▶ **AUFGABENSTELLUNG 1**: Nenne sämtliche Uhrzeiten, die im Textauszug zu den schwarz-grünen Sondierungen in NRW angegeben sind.

▶ **TEXTAUSZUG**:

******************************

Es wird ernst heute, denn die Spitzengremien von CDU und Grüne in Nordrhein-Westfalen entscheiden bis zum frühen Abend darüber, ob sie tatsächlich gemeinsam in Koalitionsverhandlungen gehen. Schwarz-Grün gilt als wahrscheinlichste Option für die nächste Regierung in NRW. Es wäre die erste Koalition dieser Art.
Ministerpräsident Hendrik Wüst (CDU), der das Amt erst vor sieben Monaten vom gescheiterten Kanzlerkandidaten Armin Laschet übernommen hatte, könnte dann mit einem neuen Partner weiter regieren.
Eckpunkte auf zwölf Seiten
CDU und Grüne hatten am Freitag ihre Sondierungsgespräche beendet und in einem zwölfseitigen Papier die Eckpunkte für eine mögliche Koalition vorgelegt. Die Delegationsrunden beider Parteien empfehlen darin die Aufnahme von Koalitionsverhandlungen.
Der Schwarz-Grüne-Verhandlungsfahrplan
Die Grünen beginnen bereits um 14 Uhr mit der Sitzung des Landesparteirats. In Essen kommen dazu etwa 100 Delegierte zu einem sogenannten kleinen Parteitag zusammen.
Bei der CDU tagt der erweiterte Landesvorstand ab 16.30 Uhr. Anschließend will sich NRW-Ministerpräsident Hendrik Wüst äußern. Geplant ist das gegen 18 Uhr, dann wollen auch die Grünen fertig sein.

******************************

▶ **VORLIEGENDE ZEILEN**:
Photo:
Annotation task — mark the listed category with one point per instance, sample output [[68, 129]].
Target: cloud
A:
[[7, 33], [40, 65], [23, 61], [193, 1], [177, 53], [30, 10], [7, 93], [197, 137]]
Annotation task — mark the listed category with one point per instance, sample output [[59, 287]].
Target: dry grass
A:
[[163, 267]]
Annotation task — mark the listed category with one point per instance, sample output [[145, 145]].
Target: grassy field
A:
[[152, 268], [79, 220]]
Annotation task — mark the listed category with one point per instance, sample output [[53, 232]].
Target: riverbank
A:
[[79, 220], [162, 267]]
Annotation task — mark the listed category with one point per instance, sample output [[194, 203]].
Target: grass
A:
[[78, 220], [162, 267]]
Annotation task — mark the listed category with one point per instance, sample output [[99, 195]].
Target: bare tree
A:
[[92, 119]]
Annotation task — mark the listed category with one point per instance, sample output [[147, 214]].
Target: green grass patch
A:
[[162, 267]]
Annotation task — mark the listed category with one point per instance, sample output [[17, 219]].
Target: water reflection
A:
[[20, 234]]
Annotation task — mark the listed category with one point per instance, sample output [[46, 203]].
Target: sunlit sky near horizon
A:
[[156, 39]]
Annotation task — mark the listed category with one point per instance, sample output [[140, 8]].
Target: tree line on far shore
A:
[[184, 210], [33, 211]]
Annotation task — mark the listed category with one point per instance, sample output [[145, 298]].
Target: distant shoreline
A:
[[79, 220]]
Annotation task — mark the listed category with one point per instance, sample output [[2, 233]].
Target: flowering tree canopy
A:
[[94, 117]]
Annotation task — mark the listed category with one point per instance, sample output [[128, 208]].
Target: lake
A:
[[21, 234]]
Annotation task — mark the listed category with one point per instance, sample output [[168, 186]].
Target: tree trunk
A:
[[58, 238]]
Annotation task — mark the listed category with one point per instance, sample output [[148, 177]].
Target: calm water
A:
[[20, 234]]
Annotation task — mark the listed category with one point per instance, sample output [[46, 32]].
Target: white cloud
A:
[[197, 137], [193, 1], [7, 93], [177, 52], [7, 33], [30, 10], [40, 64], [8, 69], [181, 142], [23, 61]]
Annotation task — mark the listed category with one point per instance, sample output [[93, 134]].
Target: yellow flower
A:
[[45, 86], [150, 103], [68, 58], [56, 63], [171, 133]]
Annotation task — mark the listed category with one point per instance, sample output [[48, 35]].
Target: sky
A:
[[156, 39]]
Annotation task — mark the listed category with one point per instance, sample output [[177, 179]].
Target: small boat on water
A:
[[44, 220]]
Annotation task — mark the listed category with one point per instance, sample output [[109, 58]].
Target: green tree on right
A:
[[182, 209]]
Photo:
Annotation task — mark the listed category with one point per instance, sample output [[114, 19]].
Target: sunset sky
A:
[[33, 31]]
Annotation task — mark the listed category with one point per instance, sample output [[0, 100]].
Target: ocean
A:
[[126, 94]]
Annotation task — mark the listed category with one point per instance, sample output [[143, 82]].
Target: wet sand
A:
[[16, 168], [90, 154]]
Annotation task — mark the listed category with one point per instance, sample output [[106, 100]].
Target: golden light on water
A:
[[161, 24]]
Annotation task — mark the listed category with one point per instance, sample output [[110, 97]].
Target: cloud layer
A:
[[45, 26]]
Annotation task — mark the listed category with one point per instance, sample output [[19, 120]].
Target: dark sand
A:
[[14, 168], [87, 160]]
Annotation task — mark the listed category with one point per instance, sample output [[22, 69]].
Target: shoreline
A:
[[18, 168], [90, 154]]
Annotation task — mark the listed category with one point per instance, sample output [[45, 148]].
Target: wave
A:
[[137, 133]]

******************************

▶ **AUFGABENSTELLUNG 2**: Schreib aus den obigen Zeilen wortgetreu ab: Setz bei der Zeile ein, die „output [[0, 100]].“ enthält, und hör erst mit der letzten der Zeilen auf.

▶ **ANTWORT 1**: 14 Uhr, 16.30 Uhr, gegen 18 Uhr

▶ **ANTWORT 2**:
Annotation task — mark the listed category with one point per instance, sample output [[0, 100]].
Target: ocean
A:
[[126, 94]]
Annotation task — mark the listed category with one point per instance, sample output [[143, 82]].
Target: wet sand
A:
[[16, 168], [90, 154]]
Annotation task — mark the listed category with one point per instance, sample output [[106, 100]].
Target: golden light on water
A:
[[161, 24]]
Annotation task — mark the listed category with one point per instance, sample output [[110, 97]].
Target: cloud layer
A:
[[45, 26]]
Annotation task — mark the listed category with one point per instance, sample output [[19, 120]].
Target: dark sand
A:
[[14, 168], [87, 160]]
Annotation task — mark the listed category with one point per instance, sample output [[22, 69]].
Target: shoreline
A:
[[18, 168], [90, 154]]
Annotation task — mark the listed category with one point per instance, sample output [[45, 148]].
Target: wave
A:
[[137, 133]]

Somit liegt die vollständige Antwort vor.